#### Written exercise
Using the exhibition review below, decide whether each statement agrees with it: (a) Aaron Siskind's photographs are paired with music by John Cage; (b) all of the music in the show is heard through headphones; (c) Lisette Model has eleven gelatin silver prints on view. For each, answer yes or no and quote the words of the review that decide it.

#### Page extract
— Start —
Songs and the Sky: An Exhibition of Art and Music @Bruce Silverstein

JTF (just the facts): A group show containing the works of 5 different photographers paired with music, the images variously framed and matted, and hung against white walls in the main gallery space, the smaller front room, and the reception area.

The following photographers have been included in the show, with the number of works on view, and their processes, sizes, and dates as background:

  • Lisette Model: 7 gelatin silver prints, c1940-1941/1960s, each sized roughly 14×10 or reverse
  • Barbara Morgan: 2 gelatin silver prints, 1937, 1941/1970s, sized roughly 14×19 and 16×20, 2 ink and watercolors, 1960, sized roughly 12×15 and 16×10
  • Aaron Siskind: 7 gelatin silver prints, 1953-1956/some later, sized between roughly 7×5 and 18×17
  • Frederick Sommer: 1 gelatin silver print mounted on board, 1954, sized roughly 10×8, 7 pen and ink, pencil, and glue drawings on paper, 1960s, 1970, and n.d., sized between roughly 12×10 and 14×11
  • Alfred Stieglitz: 11 gelatin silver prints flush mounted on board/card, 1922-1933, each sized roughly 5×4 or reverse

The photographs have been paired with music as follows (all are heard via headphones except the Stieglitz/Bloch which is played in the gallery space):

  • Lisette Model: Arnold Schönberg, Pierrot Lunaire, Op. 21, 1912
  • Barbara Morgan: Henry Colwell, Sinister Resonance, 1937
  • Aaron Siskind: John Cage, 44 Harmonies from Apartment House – 1776 & Cheap Imitation, 1976
  • Frederick Sommer: Chris Washburne, Chris Washburne/Ole Mathisen’s Quartet FFEAR, Mirage, 2012
  • Alfred Stieglitz: Ernest Bloch, Poems of the Sea, 1922

(Installation shots below.)

Comments/Context: Songs and the Sky is a gallery exhibit that asks us to change our behavior. Instead of wandering through the space, glancing at the artworks and relying on a “looking at things” experience to glean meaning from the displays, it forces us to engage not only our visual senses but our aural ones as well, via headphone stations and background music. The result is a show that opens up a thoughtful and nuanced dialogue between photography and music, and draws intriguing historical, compositional, and stylistic patterns between modes of expression that aren’t typically considered influential friends. So a protip for future visitors – just flying by for a quick visual scan of the gallery entirely misses the point; if you don’t stop, put on the headphones, and listen to the selections that match the pictures, you are fundamentally misunderstanding (and undermining) the intent of the exhibit before you even get started. If on the other hand you slow down and allow the curatorial premise to play out, you will be rewarded with some unexpectedly rich interplay between the artistic mediums.
— End —
#### Dataset extract
— Start —
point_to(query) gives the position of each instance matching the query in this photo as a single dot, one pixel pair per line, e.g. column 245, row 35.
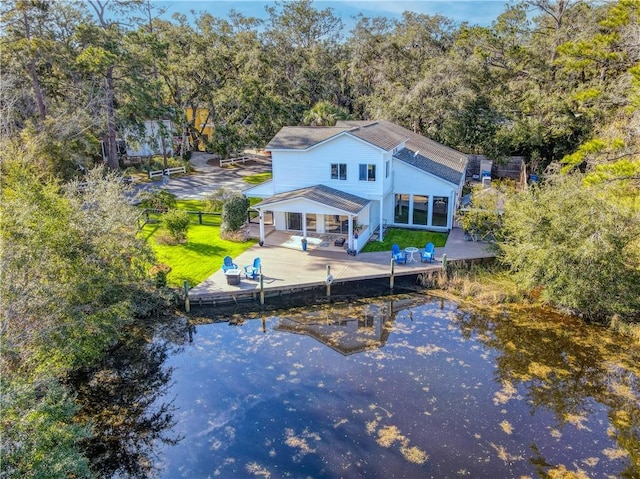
— End —
#### Expected answer
(a) Yes: "Aaron Siskind: John Cage, 44 Harmonies from Apartment House – 1776 & Cheap Imitation, 1976"
(b) No: "all are heard via headphones except the Stieglitz/Bloch which is played in the gallery space"
(c) No: "Lisette Model: 7 gelatin silver prints, c1940-1941/1960s"